### PROBLEMS AND TASKS
1. In the excerpt on China's securities regulator, rewrite the passage that begins at "Bangkok: Chinese shares" and stops after "protect small investors.", putting "volatility" in place of "turmoil".
2. For each statement, say whether the excerpt on China's securities regulator supports it (yes or no), and quote the deciding words: (a) Wu Qing previously chaired the Shenzhen Stock Exchange. (b) Xinhua explained why Yi Huiman left. (c) Chinese shares went up on Thursday.

### EXCERPT
Markets in Shanghai and Shenzhen have languished, partly because of heavy selling of property shares following a crackdown on excessive borrowing by developers as defaults among dozens of developers undermined confidence in the government’s efforts to revive the economy following the pandemic

Bangkok: Chinese shares rose Thursday as investors appeared to welcome Beijing’s choice of an industry veteran to head its securities watchdog, in its latest effort to boost confidence in ailing markets. Wu Qing, a former chair of the Shanghai Stock Exchange with a reputation for being tough on market misbehavior, was named chairman and Communist Party chief of the China Securities Regulatory Commission late Wednesday. He replaced Yi Huiman, who presided over months of turmoil as share markets slumped, losing trillions of dollars of value. The official Xinhua News Agency gave no reason for Yi's departure. Earlier this week, the CSRC said that it was cracking down on insider trading, market manipulation and other crimes and would protect small investors.

### GIVEN INFORMATION
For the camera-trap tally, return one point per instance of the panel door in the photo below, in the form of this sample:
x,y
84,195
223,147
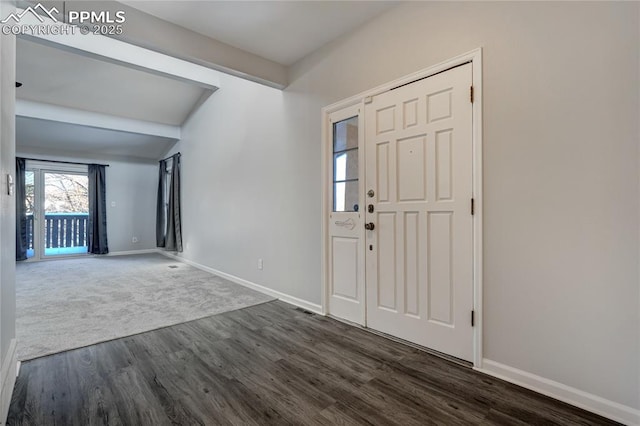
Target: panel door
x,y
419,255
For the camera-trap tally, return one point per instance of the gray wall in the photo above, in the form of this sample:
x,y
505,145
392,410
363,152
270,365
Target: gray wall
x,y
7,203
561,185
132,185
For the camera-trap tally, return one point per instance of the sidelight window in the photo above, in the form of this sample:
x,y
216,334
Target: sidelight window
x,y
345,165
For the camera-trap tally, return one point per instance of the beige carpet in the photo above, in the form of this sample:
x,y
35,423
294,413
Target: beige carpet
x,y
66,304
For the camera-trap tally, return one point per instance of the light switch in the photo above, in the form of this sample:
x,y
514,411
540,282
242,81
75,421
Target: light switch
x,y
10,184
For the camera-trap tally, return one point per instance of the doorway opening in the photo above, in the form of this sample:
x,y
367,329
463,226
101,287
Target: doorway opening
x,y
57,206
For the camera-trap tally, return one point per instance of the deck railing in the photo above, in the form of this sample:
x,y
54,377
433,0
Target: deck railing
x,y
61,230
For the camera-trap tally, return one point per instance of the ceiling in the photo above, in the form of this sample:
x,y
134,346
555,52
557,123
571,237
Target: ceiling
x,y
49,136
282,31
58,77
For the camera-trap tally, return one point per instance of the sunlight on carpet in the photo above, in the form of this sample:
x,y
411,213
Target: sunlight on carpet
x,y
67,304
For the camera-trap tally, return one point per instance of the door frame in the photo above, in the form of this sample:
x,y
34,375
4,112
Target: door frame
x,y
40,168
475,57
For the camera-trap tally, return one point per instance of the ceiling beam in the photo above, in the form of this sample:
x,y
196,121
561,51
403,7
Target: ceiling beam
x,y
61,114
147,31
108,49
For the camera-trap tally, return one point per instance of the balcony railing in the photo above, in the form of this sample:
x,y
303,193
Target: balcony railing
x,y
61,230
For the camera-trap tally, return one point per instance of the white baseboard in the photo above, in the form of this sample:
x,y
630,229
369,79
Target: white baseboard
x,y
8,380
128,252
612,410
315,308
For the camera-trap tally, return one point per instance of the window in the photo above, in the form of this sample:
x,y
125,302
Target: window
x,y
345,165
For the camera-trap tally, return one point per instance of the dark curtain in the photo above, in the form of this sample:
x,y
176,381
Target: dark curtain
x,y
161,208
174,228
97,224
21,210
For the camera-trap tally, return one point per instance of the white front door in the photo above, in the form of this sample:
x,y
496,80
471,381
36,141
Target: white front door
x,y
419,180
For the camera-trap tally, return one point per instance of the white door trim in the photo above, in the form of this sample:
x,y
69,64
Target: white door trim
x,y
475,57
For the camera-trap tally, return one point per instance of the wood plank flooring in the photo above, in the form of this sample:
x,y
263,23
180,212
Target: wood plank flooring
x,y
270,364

### SOLUTIONS BELOW
1.
Bangkok: Chinese shares rose Thursday as investors appeared to welcome Beijing’s choice of an industry veteran to head its securities watchdog, in its latest effort to boost confidence in ailing markets. Wu Qing, a former chair of the Shanghai Stock Exchange with a reputation for being tough on market misbehavior, was named chairman and Communist Party chief of the China Securities Regulatory Commission late Wednesday. He replaced Yi Huiman, who presided over months of volatility as share markets slumped, losing trillions of dollars of value. The official Xinhua News Agency gave no reason for Yi's departure. Earlier this week, the CSRC said that it was cracking down on insider trading, market manipulation and other crimes and would protect small investors.

2.
(a) No: "a former chair of the Shanghai Stock Exchange"
(b) No: "The official Xinhua News Agency gave no reason for Yi's departure."
(c) Yes: "Chinese shares rose Thursday"